→ **Extrait à lire**
╭──

Dîner avec La lampe au beurre de yak
Comment avez-vous eu l’idée de réaliser un film sur la communauté tibétaine ?
D’abord je suis un enthousiaste de culture tibétaine. J’ai fait plusieurs voyages au Tibet quand j’étais étudiant à l’Université de Pékin. J’ai observé une mutation accélérée du Tibet à cette époque surtout compte tenu du contexte politique complexe. L’idée de départ du film est la mémoire d’une époque et un endroit qui sont passés et ne reviendront jamais.
Êtes-vous parti tourner sur place ou avez-vous fait le tournage… par exemple en Auvergne ?
Franchement j’ai failli décider de faire ce film en Auvergne, après plusieurs tournages manqués au Tibet… Vous pouvez imaginer tous les difficultés que nous avons traversées, la tension pour notre équipe de tournage moitié française moitié chinoise vivant difficilement la chaleur de la saison et n’arrivant pas à obtenir ses autorisations de tournage… mais finalement je ne pouvais pas me résoudre à faire ce film ailleurs qu’au Tibet. On a réglé tous les problèmes et le film a donc bien été enfin terminé, au Tibet.

╰──

→ **Liste des entrées**
╭──

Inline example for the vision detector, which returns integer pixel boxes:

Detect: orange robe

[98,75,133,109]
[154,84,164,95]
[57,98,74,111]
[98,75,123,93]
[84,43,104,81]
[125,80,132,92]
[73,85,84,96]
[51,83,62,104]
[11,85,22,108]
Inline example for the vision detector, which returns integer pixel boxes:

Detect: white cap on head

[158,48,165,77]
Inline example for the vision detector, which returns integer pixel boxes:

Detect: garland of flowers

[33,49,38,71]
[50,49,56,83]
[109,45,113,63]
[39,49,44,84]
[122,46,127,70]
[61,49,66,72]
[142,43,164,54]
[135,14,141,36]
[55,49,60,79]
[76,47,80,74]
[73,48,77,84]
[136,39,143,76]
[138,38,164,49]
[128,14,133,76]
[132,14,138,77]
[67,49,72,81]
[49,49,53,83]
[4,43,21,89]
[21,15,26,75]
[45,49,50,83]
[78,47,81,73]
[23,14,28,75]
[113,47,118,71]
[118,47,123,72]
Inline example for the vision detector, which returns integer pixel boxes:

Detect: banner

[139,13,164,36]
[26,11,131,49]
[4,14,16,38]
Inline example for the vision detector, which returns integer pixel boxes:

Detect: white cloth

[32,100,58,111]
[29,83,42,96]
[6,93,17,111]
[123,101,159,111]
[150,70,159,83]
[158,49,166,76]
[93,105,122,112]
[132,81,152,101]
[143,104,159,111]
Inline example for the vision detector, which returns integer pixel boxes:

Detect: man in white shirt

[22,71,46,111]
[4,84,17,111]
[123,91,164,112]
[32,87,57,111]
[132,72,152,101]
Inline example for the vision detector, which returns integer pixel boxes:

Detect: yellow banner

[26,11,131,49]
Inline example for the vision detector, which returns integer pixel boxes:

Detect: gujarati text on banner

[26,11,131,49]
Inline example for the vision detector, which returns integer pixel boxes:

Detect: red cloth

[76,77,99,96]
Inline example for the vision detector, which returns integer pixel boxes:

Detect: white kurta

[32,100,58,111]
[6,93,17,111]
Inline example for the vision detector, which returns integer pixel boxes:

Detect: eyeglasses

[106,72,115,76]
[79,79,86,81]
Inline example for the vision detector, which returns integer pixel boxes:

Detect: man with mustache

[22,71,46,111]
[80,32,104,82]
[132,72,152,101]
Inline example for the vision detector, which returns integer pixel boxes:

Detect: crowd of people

╰──

→ **Travail à faire**
1 - Répondez à ces questions sur l'entretien :
(a) Dans quelle université la personne interrogée était-elle étudiante lors de ses voyages au Tibet ?
(b) Dans quelle région le film a-t-il failli être tourné ?
(c) Comment l'équipe de tournage était-elle composée ?
2 - Actualisez le passage de l'entretien qui commence par « Dîner avec La » et se termine par « ne reviendront jamais. », en y remplaçant « Pékin » par « Beijing ».
3 - Relevez tous les noms de lieux géographiques (pays, régions ou villes) cités dans l'entretien, chacun une seule fois.
Appuyez-vous seulement sur l'entretien pour répondre.

→ **Réponses complètes**
1 -
(a) À l'Université de Pékin.
(b) En Auvergne.
(c) Elle était moitié française, moitié chinoise.

2 -
Dîner avec La lampe au beurre de yak
Comment avez-vous eu l’idée de réaliser un film sur la communauté tibétaine ?
D’abord je suis un enthousiaste de culture tibétaine. J’ai fait plusieurs voyages au Tibet quand j’étais étudiant à l’Université de Beijing. J’ai observé une mutation accélérée du Tibet à cette époque surtout compte tenu du contexte politique complexe. L’idée de départ du film est la mémoire d’une époque et un endroit qui sont passés et ne reviendront jamais.

3 - Tibet, Pékin, Auvergne